— BEGIN Records for the task —

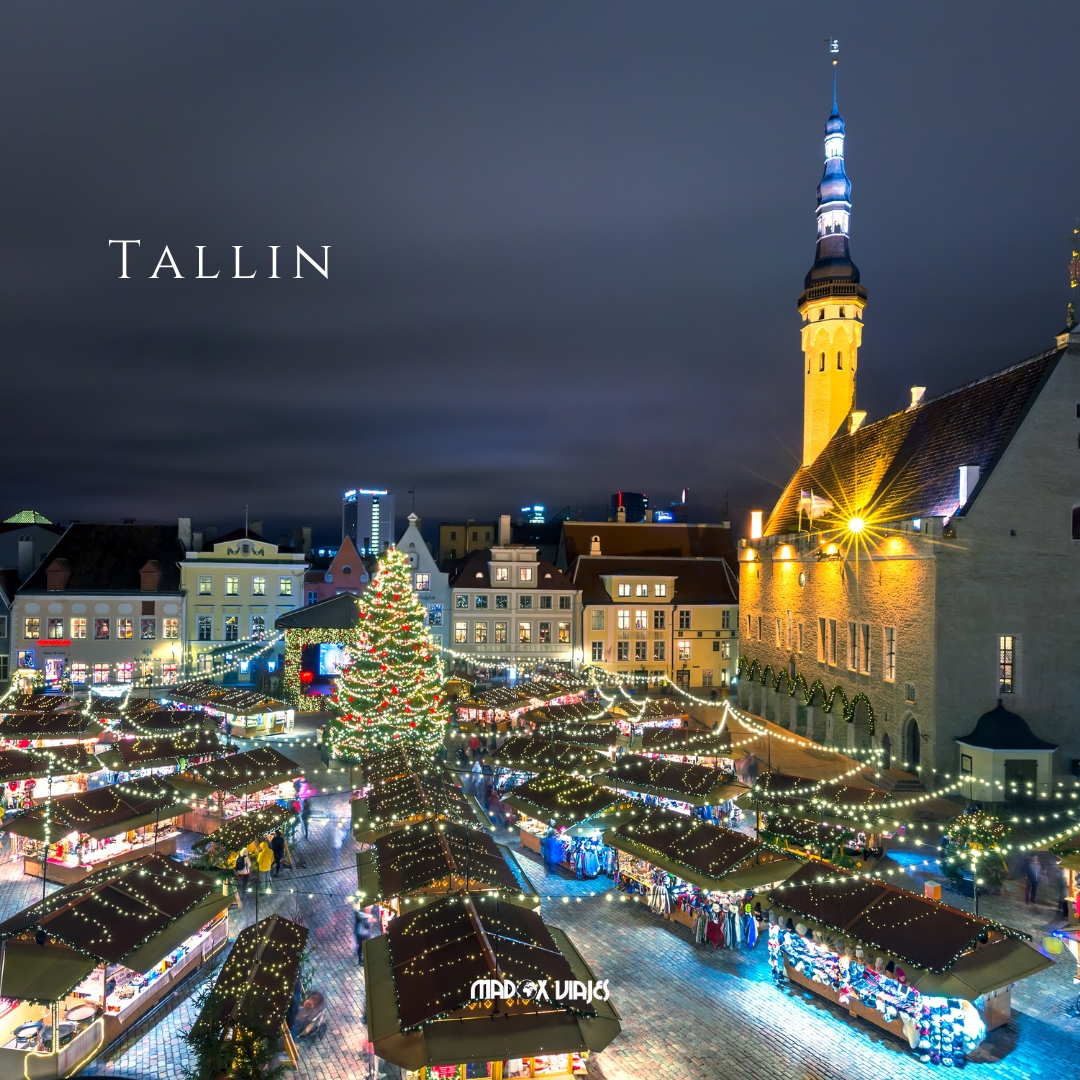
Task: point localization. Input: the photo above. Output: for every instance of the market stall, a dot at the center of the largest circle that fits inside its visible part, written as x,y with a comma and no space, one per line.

— END Records for the task —
— BEGIN Records for the task —

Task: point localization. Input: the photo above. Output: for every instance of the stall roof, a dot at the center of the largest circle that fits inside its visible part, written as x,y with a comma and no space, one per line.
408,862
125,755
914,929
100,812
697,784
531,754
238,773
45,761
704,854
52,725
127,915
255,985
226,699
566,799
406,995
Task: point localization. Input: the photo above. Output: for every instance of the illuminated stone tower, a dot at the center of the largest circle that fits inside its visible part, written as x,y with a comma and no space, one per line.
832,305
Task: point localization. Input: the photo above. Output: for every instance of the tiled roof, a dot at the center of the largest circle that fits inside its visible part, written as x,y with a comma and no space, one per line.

— END Records for the task —
— BEGIN Records for the task —

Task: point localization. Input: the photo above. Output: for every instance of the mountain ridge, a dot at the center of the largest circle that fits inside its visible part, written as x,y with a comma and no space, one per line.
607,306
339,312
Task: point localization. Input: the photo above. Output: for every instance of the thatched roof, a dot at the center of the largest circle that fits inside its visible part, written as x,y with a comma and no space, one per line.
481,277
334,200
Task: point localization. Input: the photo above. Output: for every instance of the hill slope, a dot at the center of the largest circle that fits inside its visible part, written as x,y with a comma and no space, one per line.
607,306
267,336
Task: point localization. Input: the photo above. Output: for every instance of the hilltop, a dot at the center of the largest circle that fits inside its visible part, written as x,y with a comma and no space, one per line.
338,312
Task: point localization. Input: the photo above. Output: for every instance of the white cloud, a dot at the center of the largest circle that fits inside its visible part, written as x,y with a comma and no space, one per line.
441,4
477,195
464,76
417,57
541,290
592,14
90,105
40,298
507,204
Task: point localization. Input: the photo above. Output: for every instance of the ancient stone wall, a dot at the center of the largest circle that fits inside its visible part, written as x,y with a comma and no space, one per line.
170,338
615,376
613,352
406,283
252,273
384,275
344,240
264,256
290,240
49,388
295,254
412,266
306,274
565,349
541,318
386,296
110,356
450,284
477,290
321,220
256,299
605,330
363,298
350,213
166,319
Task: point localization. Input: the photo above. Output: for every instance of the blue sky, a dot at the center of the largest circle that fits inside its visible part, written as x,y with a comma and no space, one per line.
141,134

— END Records for the task —

**What is asked:** Gather every line in the items above that contains the string "stall". Case matters.

**Answer in full:**
Task: point localization. Input: the photo above. Output: for every instance of the market stall, a dot at the center of the largest circle that fits inside its visible part, written as x,y with a comma and no space, one per line.
Task: point localization. Input: the photo above. Output: for every instance of the stall roof, a dot at the center of the largest circle that fits inside its visible part, written as x,y with a comma and no space, one per line.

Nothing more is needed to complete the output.